— Texte proposé —
Ravage, René Barjavel : saurez-vous survivre à la modernité ?


Ravage – Résumé

France, an 2052. François Deschamps quitte sa Provence natale pour gagner Paris, où il a passé le concours d’une prestigieuse école de chimie agricole. Il espère rejoindre Blanche Rouget, avec qui il a grandi et pour qui il éprouve une immense affection.

Ce que François ignore, c’est que Blanche a reçu une proposition impossible à refuser : incarner Régina Vox, nouvelle vedette médiatique sur laquelle le grand producteur Jérôme Seita a décidé d’investir.

Ce que François ignore aussi, c’est que Paris va vivre la plus grande coupure d’électricité de son histoire. Dans un monde où la science a fait de gigantesques progrès et où tout fonctionne à l’électricité, l’événement va vite prendre des allures d’apocalypse…


Auteur.
Taille du livre313 pages.
Note – ★★★★☆

Ravage, René Barjavel

Ravage – Avis sur le livre

Aussi étonnant que cela puisse paraître, je n’avais jamais lu René Barjavel avant de me plonger dans Ravage. Ce roman est, paraît-il, emblématique de l’oeuvre de Barjavel car il aborde la question de l’homme face à ses propres excès. Il crée un univers assez fascinant, qui nous paraît familier et dissemblable au nôtre à la fois.

Ravage se déroule dans le futur, en 2052. Quand Barjavel a publié ce roman dans les années 1940, il imaginait donc les progrès technologiques qui allaient survenir un siècle plus tard. Une société imaginaire en forme de dystopie, car il est impossible d’y être heureux.

Dans le monde de Ravage, les progrès de la science ont été gigantesques : on a développé une nouvelle matière, le « plastec », d’une solidité à toute épreuve, que l’on utilise absolument partout ; les véhicules ont fait d’énormes progrès, sont plus rapides et plus fiables, on se déplace beaucoup par la voie des airs ; on sait désormais conserver les morts en leur laissant l’apparence de la vie, de telle sorte que chaque foyer aisé dispose d’un « espace de stockage » où l’on peut entreposer le corps de grand-maman comme si elle prenait encore part à la vie familiale…

Sous la plume de Barjavel, on découvre un monde qui ressemble vaguement au nôtre… mais qui, par mille petits détails, est différent : par exemple, décrivant le train, l’auteur écrit :

« Si l’on avait décidé qu’il n’était pas plaisant d’aller trop vite, si l’on criait qu’on avait envie de remonter « dans le train » comme grand-père, on n’aurait tout de même pas accepté de s’asseoir dans une brouette poussive qui se traînait sur le ventre à trois cents kilomètres à l’heure ».

— Consigne —
Dans le texte sur Ravage, reproduisez à l'identique le passage qui va de « Taille du livre313 » jusqu'à « d’y être heureux. » inclus.

— Matériel fourni —
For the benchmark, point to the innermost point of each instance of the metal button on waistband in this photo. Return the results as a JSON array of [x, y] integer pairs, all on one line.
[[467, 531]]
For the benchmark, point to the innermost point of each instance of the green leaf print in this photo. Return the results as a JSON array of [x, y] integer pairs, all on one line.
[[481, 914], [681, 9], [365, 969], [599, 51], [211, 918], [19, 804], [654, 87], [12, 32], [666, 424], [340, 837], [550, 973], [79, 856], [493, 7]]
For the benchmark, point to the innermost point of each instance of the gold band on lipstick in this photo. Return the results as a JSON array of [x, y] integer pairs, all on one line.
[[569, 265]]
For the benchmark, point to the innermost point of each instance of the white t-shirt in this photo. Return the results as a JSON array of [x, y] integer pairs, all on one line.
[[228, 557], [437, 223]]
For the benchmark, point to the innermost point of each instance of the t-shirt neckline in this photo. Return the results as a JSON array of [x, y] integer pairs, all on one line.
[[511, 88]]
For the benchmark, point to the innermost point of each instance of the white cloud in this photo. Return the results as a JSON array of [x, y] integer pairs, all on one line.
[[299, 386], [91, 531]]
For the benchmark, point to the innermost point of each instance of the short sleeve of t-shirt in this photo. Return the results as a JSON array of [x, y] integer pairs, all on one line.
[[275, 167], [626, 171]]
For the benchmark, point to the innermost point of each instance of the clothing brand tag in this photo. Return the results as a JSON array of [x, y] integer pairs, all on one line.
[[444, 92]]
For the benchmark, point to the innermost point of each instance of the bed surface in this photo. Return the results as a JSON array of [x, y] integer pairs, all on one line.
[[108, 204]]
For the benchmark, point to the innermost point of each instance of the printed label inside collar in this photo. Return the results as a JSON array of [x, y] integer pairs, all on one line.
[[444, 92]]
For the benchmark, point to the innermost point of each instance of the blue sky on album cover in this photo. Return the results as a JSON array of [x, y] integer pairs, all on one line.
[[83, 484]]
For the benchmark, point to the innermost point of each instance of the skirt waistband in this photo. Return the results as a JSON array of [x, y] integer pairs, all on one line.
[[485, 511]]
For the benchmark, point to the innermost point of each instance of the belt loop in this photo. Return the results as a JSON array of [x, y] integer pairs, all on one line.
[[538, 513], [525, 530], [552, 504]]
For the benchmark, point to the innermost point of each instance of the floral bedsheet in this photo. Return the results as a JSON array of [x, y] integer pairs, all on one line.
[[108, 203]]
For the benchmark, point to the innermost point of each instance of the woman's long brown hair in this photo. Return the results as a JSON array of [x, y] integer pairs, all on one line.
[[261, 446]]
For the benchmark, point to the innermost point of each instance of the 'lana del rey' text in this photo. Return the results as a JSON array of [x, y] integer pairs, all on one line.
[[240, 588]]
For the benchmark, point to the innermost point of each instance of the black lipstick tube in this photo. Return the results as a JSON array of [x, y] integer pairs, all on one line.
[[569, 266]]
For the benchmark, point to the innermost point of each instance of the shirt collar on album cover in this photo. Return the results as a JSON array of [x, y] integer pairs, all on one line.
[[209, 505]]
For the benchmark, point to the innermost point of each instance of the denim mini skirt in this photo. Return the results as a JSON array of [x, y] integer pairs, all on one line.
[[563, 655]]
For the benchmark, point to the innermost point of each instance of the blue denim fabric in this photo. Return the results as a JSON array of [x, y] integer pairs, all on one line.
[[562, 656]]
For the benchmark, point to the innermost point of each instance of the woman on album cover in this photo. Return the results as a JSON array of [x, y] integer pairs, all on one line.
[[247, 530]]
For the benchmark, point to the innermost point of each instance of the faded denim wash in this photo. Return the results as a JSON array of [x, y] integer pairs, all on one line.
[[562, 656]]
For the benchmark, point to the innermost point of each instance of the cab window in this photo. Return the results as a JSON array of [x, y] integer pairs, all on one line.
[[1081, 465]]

— Réponse complète —
Taille du livre313 pages.
Note – ★★★★☆

Ravage, René Barjavel

Ravage – Avis sur le livre

Aussi étonnant que cela puisse paraître, je n’avais jamais lu René Barjavel avant de me plonger dans Ravage. Ce roman est, paraît-il, emblématique de l’oeuvre de Barjavel car il aborde la question de l’homme face à ses propres excès. Il crée un univers assez fascinant, qui nous paraît familier et dissemblable au nôtre à la fois.

Ravage se déroule dans le futur, en 2052. Quand Barjavel a publié ce roman dans les années 1940, il imaginait donc les progrès technologiques qui allaient survenir un siècle plus tard. Une société imaginaire en forme de dystopie, car il est impossible d’y être heureux.